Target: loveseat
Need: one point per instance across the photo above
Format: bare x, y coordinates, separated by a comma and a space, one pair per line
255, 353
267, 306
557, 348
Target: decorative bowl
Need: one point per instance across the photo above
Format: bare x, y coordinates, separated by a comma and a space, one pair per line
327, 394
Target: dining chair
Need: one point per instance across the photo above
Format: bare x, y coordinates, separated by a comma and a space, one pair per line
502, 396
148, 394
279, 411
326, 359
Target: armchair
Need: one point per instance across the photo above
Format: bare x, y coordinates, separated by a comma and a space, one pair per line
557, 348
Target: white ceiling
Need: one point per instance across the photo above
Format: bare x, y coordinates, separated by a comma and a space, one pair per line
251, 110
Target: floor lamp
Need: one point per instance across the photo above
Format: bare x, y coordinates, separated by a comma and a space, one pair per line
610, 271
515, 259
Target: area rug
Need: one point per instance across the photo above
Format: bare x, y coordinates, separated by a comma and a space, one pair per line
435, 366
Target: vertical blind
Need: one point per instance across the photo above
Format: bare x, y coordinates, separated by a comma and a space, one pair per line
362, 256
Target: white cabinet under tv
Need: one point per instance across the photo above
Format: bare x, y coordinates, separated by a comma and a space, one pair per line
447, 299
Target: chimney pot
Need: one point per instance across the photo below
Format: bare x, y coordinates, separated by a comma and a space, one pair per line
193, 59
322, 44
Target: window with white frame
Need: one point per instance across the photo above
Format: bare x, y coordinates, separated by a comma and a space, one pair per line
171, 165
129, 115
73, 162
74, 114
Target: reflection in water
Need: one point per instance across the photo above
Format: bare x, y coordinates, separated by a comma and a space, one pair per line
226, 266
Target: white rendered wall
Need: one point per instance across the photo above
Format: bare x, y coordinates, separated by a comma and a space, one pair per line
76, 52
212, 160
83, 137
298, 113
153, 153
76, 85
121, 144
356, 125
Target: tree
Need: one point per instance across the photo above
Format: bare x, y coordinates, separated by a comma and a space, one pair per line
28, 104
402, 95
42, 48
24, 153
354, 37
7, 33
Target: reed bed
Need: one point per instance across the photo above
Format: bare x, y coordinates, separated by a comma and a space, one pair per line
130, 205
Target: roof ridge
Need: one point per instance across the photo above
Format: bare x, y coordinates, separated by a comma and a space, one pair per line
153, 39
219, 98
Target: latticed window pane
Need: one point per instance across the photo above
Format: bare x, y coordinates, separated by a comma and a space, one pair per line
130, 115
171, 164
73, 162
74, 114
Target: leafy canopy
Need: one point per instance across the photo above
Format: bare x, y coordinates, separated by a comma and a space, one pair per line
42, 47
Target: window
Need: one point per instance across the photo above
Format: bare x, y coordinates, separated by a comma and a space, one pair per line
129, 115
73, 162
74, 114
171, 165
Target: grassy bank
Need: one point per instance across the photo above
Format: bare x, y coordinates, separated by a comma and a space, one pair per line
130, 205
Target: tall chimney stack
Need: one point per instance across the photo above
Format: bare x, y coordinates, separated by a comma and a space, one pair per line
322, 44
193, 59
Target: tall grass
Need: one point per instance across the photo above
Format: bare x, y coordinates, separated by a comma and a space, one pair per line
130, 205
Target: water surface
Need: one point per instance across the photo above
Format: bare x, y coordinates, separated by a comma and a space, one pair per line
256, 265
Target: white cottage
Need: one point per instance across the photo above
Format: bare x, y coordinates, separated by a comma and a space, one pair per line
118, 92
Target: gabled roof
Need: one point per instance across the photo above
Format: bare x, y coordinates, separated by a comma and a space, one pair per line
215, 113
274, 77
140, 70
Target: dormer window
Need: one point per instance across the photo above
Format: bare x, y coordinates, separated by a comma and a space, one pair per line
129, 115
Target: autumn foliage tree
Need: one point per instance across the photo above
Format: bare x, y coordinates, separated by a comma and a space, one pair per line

## Exercise task
Recast these lines as a Markdown table with the columns No. and Line, one row per line, leaving out blank lines.

## Complete response
| No. | Line |
|---|---|
| 1 | Target: loveseat |
| 2 | Need: one point per instance across the photo above |
| 3 | Format: bare x, y coordinates, separated by a comma and a space, one pair per line |
| 4 | 255, 353 |
| 5 | 267, 306 |
| 6 | 557, 348 |
| 7 | Target: decorative bowl |
| 8 | Need: one point per instance across the photo above |
| 9 | Format: bare x, y coordinates, separated by a comma and a space, one pair per line |
| 10 | 327, 394 |
| 11 | Target: dining chair |
| 12 | Need: one point per instance across the photo above |
| 13 | Format: bare x, y coordinates, separated by a comma and a space, one pair per line |
| 14 | 502, 396 |
| 15 | 148, 394 |
| 16 | 279, 411 |
| 17 | 326, 359 |
| 18 | Target: armchair |
| 19 | Need: one point per instance across the photo above |
| 20 | Format: bare x, y coordinates, separated by a comma and a space, one pair per line |
| 21 | 557, 348 |
| 22 | Target: white ceiling |
| 23 | Need: one point per instance across the photo above |
| 24 | Format: bare x, y coordinates, separated by a comma and a space, one pair per line |
| 25 | 251, 110 |
| 26 | Target: floor lamp |
| 27 | Need: one point per instance across the photo above |
| 28 | Format: bare x, y coordinates, separated by a comma and a space, one pair per line |
| 29 | 610, 271 |
| 30 | 515, 259 |
| 31 | Target: area rug |
| 32 | Need: one point per instance across the photo above |
| 33 | Format: bare x, y coordinates, separated by a comma and a space, one pair per line |
| 34 | 435, 366 |
| 35 | Target: vertical blind |
| 36 | Need: one point per instance across the photo above |
| 37 | Format: bare x, y coordinates, separated by a comma and a space, one pair per line |
| 38 | 362, 256 |
| 39 | Target: white cabinet under tv |
| 40 | Need: one point per instance across the photo above |
| 41 | Format: bare x, y coordinates, separated by a comma and a space, one pair per line |
| 42 | 447, 299 |
| 43 | Target: chimney pot |
| 44 | Need: one point per instance across the photo below |
| 45 | Format: bare x, y coordinates, separated by a comma and a space, one pair per line |
| 46 | 193, 59 |
| 47 | 322, 44 |
| 48 | Target: window with white frame |
| 49 | Need: one point per instance across the photo above |
| 50 | Format: bare x, y coordinates, separated by a comma and a space, one pair per line |
| 51 | 171, 165 |
| 52 | 129, 115 |
| 53 | 73, 162 |
| 54 | 74, 114 |
| 55 | Target: reflection in water |
| 56 | Need: one point per instance across the photo above |
| 57 | Format: bare x, y coordinates, separated by a comma and a space, one pair per line |
| 58 | 226, 266 |
| 59 | Target: white rendered wall |
| 60 | Need: one point per instance across the photo above |
| 61 | Format: bare x, y coordinates, separated by a comma and a space, one pair per line |
| 62 | 76, 52 |
| 63 | 212, 160 |
| 64 | 83, 137 |
| 65 | 298, 113 |
| 66 | 153, 153 |
| 67 | 76, 85 |
| 68 | 121, 144 |
| 69 | 356, 125 |
| 70 | Target: tree |
| 71 | Need: one point per instance across the photo above |
| 72 | Format: bare x, y coordinates, separated by a comma and a space, one pair per line |
| 73 | 28, 104 |
| 74 | 402, 95 |
| 75 | 42, 48 |
| 76 | 24, 153 |
| 77 | 354, 37 |
| 78 | 7, 33 |
| 79 | Target: reed bed |
| 80 | Need: one point per instance across the photo above |
| 81 | Format: bare x, y coordinates, separated by a comma and a space, one pair per line |
| 82 | 130, 205 |
| 83 | Target: roof ridge |
| 84 | Need: one point per instance across the photo above |
| 85 | Format: bare x, y coordinates, separated by a comma and a space, one pair per line |
| 86 | 153, 39 |
| 87 | 219, 98 |
| 88 | Target: latticed window pane |
| 89 | Need: one point per instance across the photo above |
| 90 | Format: bare x, y coordinates, separated by a comma and a space, one pair per line |
| 91 | 130, 115 |
| 92 | 171, 164 |
| 93 | 73, 162 |
| 94 | 74, 114 |
| 95 | Target: leafy canopy |
| 96 | Need: one point per instance across the photo above |
| 97 | Format: bare x, y coordinates, separated by a comma and a space, one pair per line |
| 98 | 42, 47 |
| 99 | Target: window |
| 100 | Need: one point per instance across the photo above |
| 101 | Format: bare x, y coordinates, separated by a comma and a space, one pair per line |
| 102 | 129, 115 |
| 103 | 73, 162 |
| 104 | 74, 114 |
| 105 | 171, 165 |
| 106 | Target: grassy bank |
| 107 | Need: one point per instance across the photo above |
| 108 | Format: bare x, y coordinates, separated by a comma and a space, one pair per line |
| 109 | 130, 205 |
| 110 | Target: tall chimney stack |
| 111 | Need: one point per instance across the photo above |
| 112 | Format: bare x, y coordinates, separated by a comma and a space, one pair per line |
| 113 | 322, 44 |
| 114 | 193, 59 |
| 115 | Target: tall grass |
| 116 | Need: one point per instance across the photo above |
| 117 | Format: bare x, y coordinates, separated by a comma and a space, one pair per line |
| 118 | 130, 205 |
| 119 | Target: water surface |
| 120 | Need: one point per instance across the photo above |
| 121 | Format: bare x, y coordinates, separated by a comma and a space, one pair per line |
| 122 | 256, 265 |
| 123 | Target: white cottage |
| 124 | Need: one point per instance across the photo above |
| 125 | Format: bare x, y coordinates, separated by a comma and a space, one pair per line |
| 126 | 118, 92 |
| 127 | Target: gabled roof |
| 128 | Need: one point per instance across the photo above |
| 129 | Format: bare x, y coordinates, separated by a comma and a space, one pair per line |
| 130 | 215, 113 |
| 131 | 274, 77 |
| 132 | 140, 70 |
| 133 | Target: dormer window |
| 134 | Need: one point per instance across the photo above |
| 135 | Format: bare x, y coordinates, separated by a comma and a space, one pair per line |
| 136 | 129, 115 |
| 137 | Target: autumn foliage tree |
| 138 | Need: one point per instance across the photo above |
| 139 | Format: bare x, y coordinates, separated by a comma and a space, one pair per line |